Data items:
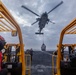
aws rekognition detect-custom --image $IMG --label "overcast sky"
[2,0,76,50]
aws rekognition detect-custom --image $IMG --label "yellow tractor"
[52,19,76,75]
[0,1,31,75]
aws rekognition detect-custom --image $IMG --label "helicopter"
[21,1,63,34]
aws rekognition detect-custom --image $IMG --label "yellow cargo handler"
[0,1,31,75]
[52,18,76,75]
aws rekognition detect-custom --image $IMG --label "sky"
[1,0,76,50]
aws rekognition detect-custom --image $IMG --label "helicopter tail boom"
[48,1,63,14]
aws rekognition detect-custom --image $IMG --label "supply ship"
[0,1,76,75]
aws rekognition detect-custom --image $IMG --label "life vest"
[0,52,2,71]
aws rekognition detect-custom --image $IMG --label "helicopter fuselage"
[38,12,49,32]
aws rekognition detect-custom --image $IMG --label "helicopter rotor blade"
[48,1,63,14]
[21,5,39,16]
[31,21,38,25]
[49,21,55,24]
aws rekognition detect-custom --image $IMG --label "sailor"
[0,36,8,75]
[41,43,46,51]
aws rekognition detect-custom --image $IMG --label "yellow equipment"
[53,19,76,75]
[0,1,31,75]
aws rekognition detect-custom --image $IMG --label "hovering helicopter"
[21,1,63,34]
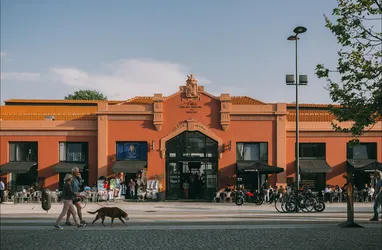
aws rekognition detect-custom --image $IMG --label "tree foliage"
[65,90,107,100]
[316,0,382,141]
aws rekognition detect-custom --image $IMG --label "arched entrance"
[166,131,219,200]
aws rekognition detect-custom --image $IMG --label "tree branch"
[374,0,382,12]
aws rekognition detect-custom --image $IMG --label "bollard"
[41,189,52,212]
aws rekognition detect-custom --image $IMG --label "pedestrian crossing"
[0,213,381,231]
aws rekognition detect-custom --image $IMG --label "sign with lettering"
[179,101,203,113]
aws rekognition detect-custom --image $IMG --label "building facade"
[0,75,382,199]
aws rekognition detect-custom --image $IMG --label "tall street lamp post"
[286,26,308,190]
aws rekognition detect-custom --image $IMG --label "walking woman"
[54,174,86,229]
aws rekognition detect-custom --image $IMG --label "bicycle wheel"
[80,198,88,209]
[304,197,317,213]
[235,197,244,206]
[253,196,264,206]
[314,200,326,213]
[275,198,285,213]
[285,200,297,213]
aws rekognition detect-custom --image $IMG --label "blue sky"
[1,0,339,103]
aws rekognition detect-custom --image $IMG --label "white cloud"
[50,59,209,100]
[1,72,40,81]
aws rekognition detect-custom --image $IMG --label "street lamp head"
[288,36,299,41]
[293,26,306,34]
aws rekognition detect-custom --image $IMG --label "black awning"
[112,161,146,174]
[347,159,377,169]
[300,160,332,174]
[53,162,86,173]
[236,161,284,174]
[347,160,382,172]
[0,161,37,174]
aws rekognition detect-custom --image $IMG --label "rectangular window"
[347,142,377,160]
[116,142,148,161]
[59,142,88,162]
[9,142,37,162]
[236,142,268,162]
[299,143,326,160]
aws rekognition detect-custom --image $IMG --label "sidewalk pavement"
[0,201,373,217]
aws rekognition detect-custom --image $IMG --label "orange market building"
[0,75,382,199]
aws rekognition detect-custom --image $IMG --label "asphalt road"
[0,203,382,250]
[0,218,382,250]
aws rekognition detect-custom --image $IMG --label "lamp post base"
[338,221,363,228]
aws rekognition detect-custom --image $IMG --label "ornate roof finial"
[187,74,198,85]
[186,74,199,98]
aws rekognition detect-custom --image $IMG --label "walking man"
[370,170,382,221]
[65,167,86,226]
[0,180,5,203]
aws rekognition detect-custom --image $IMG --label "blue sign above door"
[117,142,147,161]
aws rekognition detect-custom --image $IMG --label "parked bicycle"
[235,191,264,206]
[275,192,325,213]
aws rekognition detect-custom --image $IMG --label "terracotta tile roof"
[287,110,335,122]
[287,103,341,108]
[0,105,97,121]
[120,96,265,105]
[121,96,154,105]
[4,99,122,105]
[231,96,265,105]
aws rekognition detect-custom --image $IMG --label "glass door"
[166,162,180,200]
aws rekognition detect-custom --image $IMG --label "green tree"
[316,0,382,227]
[65,90,107,100]
[316,0,382,143]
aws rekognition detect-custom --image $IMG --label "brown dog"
[88,207,129,226]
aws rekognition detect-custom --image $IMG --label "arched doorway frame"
[160,119,223,159]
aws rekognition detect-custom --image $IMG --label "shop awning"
[347,159,382,172]
[53,162,86,173]
[300,160,332,174]
[0,161,37,174]
[236,161,284,174]
[112,161,146,174]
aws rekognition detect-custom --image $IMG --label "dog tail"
[87,209,99,214]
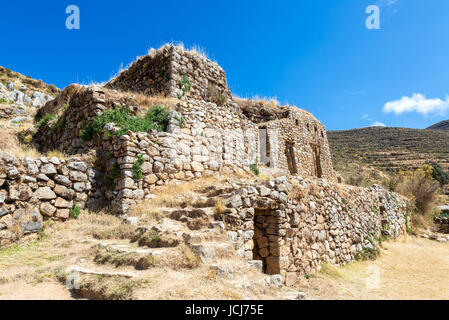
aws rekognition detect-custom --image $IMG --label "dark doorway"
[285,142,298,175]
[259,127,271,167]
[310,143,323,178]
[253,209,280,274]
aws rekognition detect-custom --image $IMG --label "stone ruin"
[0,45,406,276]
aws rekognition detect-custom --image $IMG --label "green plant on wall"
[103,163,121,190]
[249,163,260,176]
[80,105,170,141]
[178,75,192,99]
[70,202,81,219]
[36,114,56,128]
[133,154,145,180]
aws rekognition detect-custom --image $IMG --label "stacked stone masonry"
[0,152,97,245]
[223,177,407,280]
[0,46,406,279]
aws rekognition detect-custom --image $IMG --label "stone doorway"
[285,142,298,175]
[310,143,323,178]
[259,127,271,167]
[253,209,280,274]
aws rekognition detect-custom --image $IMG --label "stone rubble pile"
[0,152,96,245]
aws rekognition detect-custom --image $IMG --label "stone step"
[98,243,172,257]
[190,197,218,208]
[186,229,224,244]
[65,266,137,278]
[190,242,236,264]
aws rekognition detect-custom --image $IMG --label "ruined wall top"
[106,45,231,103]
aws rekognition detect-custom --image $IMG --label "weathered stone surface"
[54,185,75,200]
[34,187,56,200]
[70,171,87,182]
[55,198,73,209]
[40,202,56,217]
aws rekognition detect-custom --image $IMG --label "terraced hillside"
[328,127,449,171]
[427,120,449,131]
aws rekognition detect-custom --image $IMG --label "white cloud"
[383,93,449,115]
[371,121,386,127]
[377,0,399,7]
[362,114,372,121]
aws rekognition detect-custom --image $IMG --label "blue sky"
[0,0,449,130]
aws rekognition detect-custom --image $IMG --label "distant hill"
[427,120,449,131]
[328,127,449,172]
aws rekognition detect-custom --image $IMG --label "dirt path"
[0,215,449,300]
[302,237,449,300]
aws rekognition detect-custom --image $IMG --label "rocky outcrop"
[0,152,101,245]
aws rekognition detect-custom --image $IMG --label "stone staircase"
[57,182,302,297]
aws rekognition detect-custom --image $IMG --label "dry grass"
[0,129,42,158]
[108,90,179,113]
[301,237,449,300]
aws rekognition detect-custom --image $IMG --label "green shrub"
[36,114,56,128]
[70,202,81,219]
[398,165,440,215]
[80,105,170,141]
[133,154,145,180]
[430,162,449,186]
[249,163,260,176]
[178,75,192,99]
[215,93,226,106]
[103,163,122,190]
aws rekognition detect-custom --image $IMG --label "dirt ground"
[0,215,449,300]
[301,237,449,300]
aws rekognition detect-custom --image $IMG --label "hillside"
[427,120,449,131]
[328,127,449,175]
[0,66,60,128]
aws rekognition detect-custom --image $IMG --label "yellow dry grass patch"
[301,237,449,300]
[0,129,42,158]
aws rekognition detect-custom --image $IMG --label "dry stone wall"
[221,177,406,281]
[259,108,336,181]
[0,152,101,245]
[106,45,231,102]
[34,85,137,154]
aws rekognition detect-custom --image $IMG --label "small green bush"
[104,163,121,190]
[133,154,145,180]
[430,162,449,186]
[178,75,192,99]
[80,105,170,141]
[249,163,260,176]
[70,202,81,219]
[215,93,226,106]
[36,114,56,128]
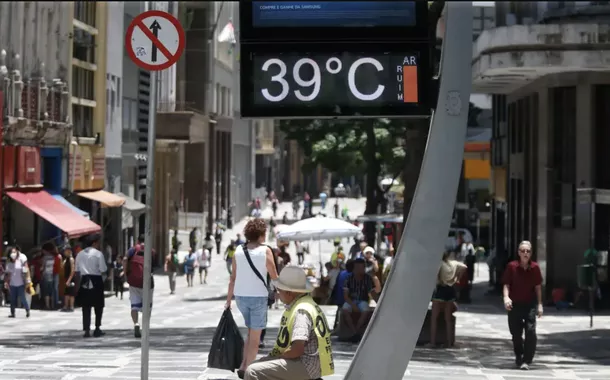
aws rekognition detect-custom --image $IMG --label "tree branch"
[377,169,402,195]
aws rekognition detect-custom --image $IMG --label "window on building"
[123,98,138,132]
[72,29,95,63]
[72,66,95,100]
[72,104,94,137]
[214,83,222,114]
[123,99,130,130]
[74,1,97,27]
[549,87,576,228]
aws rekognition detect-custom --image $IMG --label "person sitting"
[331,260,354,332]
[342,258,381,339]
[244,266,335,380]
[428,252,466,347]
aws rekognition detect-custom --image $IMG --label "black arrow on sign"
[148,19,161,62]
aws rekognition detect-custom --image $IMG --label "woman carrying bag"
[225,219,278,379]
[4,247,33,318]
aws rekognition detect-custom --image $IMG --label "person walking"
[75,234,108,338]
[244,267,335,380]
[502,240,543,370]
[195,248,212,285]
[428,251,466,347]
[123,244,155,338]
[4,247,30,318]
[163,250,178,294]
[184,248,197,288]
[62,246,76,312]
[112,255,125,299]
[225,240,237,275]
[203,231,216,264]
[225,219,278,379]
[40,243,56,310]
[288,241,305,265]
[214,225,222,255]
[189,227,197,251]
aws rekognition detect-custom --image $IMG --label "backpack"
[127,252,144,288]
[184,253,196,269]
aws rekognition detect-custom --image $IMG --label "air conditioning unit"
[72,29,95,48]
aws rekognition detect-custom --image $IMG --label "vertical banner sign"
[0,91,4,242]
[125,10,186,71]
[125,2,186,380]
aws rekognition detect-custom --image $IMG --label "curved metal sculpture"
[345,2,472,380]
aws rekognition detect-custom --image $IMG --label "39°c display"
[252,53,420,110]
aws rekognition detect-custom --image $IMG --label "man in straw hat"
[244,266,335,380]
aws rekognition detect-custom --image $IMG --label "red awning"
[6,190,101,238]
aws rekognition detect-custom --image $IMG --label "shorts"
[64,285,76,297]
[235,296,268,330]
[40,279,55,297]
[432,285,456,302]
[342,301,370,313]
[129,286,153,311]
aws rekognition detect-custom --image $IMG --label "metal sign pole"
[140,1,157,380]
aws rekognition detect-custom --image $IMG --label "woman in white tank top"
[225,219,277,379]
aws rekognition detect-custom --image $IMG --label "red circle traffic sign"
[125,10,186,71]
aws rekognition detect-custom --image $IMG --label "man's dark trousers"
[508,303,537,364]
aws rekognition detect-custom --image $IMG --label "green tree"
[280,119,413,244]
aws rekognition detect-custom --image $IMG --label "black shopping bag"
[208,309,244,371]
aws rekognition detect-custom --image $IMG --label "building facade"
[0,2,105,251]
[473,1,610,289]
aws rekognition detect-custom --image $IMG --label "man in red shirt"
[502,241,542,370]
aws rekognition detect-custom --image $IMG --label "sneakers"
[519,363,530,371]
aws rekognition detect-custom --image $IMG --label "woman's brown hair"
[244,218,267,242]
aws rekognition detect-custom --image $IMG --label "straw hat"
[273,266,313,293]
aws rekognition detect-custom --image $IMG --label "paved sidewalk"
[0,205,610,380]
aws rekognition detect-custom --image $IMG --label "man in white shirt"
[75,234,108,338]
[4,247,30,318]
[195,248,210,284]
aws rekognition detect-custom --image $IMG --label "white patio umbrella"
[277,217,360,276]
[273,224,289,236]
[277,217,360,241]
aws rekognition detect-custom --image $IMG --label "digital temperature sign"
[241,43,429,117]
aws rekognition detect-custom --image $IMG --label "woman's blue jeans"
[9,285,30,315]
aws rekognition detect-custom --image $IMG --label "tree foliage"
[280,119,407,179]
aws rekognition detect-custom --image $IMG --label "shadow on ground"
[182,294,227,302]
[0,327,610,369]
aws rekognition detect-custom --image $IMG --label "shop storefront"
[0,146,100,252]
[68,144,125,262]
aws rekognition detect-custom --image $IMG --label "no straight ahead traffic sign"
[125,10,185,71]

**Aim:** Can you write out, word for word, the lines of the entries starting at the very beginning and ending at the line that contains "[0,52,2,71]", with both ends included? Leave the pictures out of your answer.

**Exercise result:**
aws rekognition detect-custom --image $IMG --label "overcast sky"
[2,0,76,50]
aws rekognition detect-custom --image $IMG --label "yellow tractor"
[52,19,76,75]
[0,1,31,75]
aws rekognition detect-custom --image $IMG --label "helicopter"
[21,1,63,34]
aws rekognition detect-custom --image $IMG --label "yellow cargo handler"
[0,1,31,75]
[52,18,76,75]
aws rekognition detect-custom --image $IMG --label "sky"
[1,0,76,50]
aws rekognition detect-custom --image $IMG --label "helicopter tail boom"
[48,1,63,14]
aws rekognition detect-custom --image $IMG --label "supply ship"
[0,1,76,75]
aws rekognition detect-custom --image $IMG --label "life vest"
[0,52,2,71]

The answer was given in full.